### MATERIALS PROVIDED

____

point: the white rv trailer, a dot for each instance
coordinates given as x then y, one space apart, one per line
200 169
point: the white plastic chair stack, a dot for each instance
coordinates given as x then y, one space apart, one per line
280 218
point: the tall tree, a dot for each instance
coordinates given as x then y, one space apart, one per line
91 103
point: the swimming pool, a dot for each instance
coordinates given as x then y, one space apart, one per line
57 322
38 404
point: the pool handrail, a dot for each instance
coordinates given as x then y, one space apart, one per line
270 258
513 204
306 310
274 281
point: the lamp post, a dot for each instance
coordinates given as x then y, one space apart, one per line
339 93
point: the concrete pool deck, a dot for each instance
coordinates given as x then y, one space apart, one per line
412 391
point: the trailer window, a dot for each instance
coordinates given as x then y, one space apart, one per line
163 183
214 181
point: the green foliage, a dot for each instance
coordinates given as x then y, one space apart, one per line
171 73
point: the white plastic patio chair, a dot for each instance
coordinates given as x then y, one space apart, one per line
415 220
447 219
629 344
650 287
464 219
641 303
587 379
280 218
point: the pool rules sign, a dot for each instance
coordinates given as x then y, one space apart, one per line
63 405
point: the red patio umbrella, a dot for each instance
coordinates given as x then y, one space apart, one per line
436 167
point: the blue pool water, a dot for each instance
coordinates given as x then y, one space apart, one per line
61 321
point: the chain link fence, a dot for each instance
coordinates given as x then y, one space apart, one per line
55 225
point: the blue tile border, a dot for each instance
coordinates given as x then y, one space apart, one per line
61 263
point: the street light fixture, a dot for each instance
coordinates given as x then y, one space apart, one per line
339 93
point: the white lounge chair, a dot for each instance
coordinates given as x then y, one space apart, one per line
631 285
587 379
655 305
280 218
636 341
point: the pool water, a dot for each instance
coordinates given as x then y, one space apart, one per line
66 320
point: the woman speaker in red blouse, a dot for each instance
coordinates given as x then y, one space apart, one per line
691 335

____

Each line above is to be repeated exactly.

### OUTPUT OF THE EXERCISE
point: the white rv trailer, a dot for each instance
coordinates given as x then y, one space apart, one per line
200 169
point: the white plastic chair stack, a dot for each instance
coordinates given as x then y, one space apart, one per line
280 218
point: the tall tree, a dot for each instance
coordinates given as x then y, one space apart, one per line
91 103
point: the swimming pool, a dot for each instance
coordinates given as x then y, one space apart, one per line
57 322
38 404
point: the pool handrail, a dot for each instance
coordinates given as x then y, one space apart, one per line
270 258
513 204
306 310
274 281
point: the lamp post, a dot for each instance
coordinates given as x then y, one space apart, one per line
339 93
point: the concrete pool deck, a dot for each instance
coordinates given as x then y, one space apart, one per line
412 391
point: the trailer window, a dot for each instance
coordinates given as x then y, one space apart, one per line
163 183
214 181
point: the green foliage, a dot for each instance
coordinates given as x then y, one space apart, one per line
171 73
point: the white plastic patio chair, a dot for each instance
coordinates given as x then y, one space apart, one per line
415 220
447 219
629 344
650 287
464 219
641 303
587 379
280 218
point: the pool rules sign, a dot for each instance
coordinates given as x then y, one space apart, one per line
63 405
point: the red patio umbrella, a dot for each instance
coordinates given as x then y, one space apart, one per line
436 167
point: the blue pool water, a dot for each instance
coordinates given as x then y, one space apart, one per line
61 321
point: the chain link fence, a dot for each instance
coordinates given as x then y, one space apart, one per line
55 225
point: the blue tile border, a dot for each instance
coordinates given as x then y, one space apart, one per line
61 263
point: the street light fixture, a dot for each instance
coordinates given as x then y, one space apart, one per line
339 93
point: the white lounge chair, a dot for each instance
coordinates given as x then y, one space apart, one per line
631 285
587 379
655 305
280 218
636 341
point: the pool water, a dot for each instance
coordinates given as x then y, one space apart, one per line
66 320
point: the woman speaker in red blouse, a dot for each instance
coordinates given as x then y, one space apart, one per line
691 335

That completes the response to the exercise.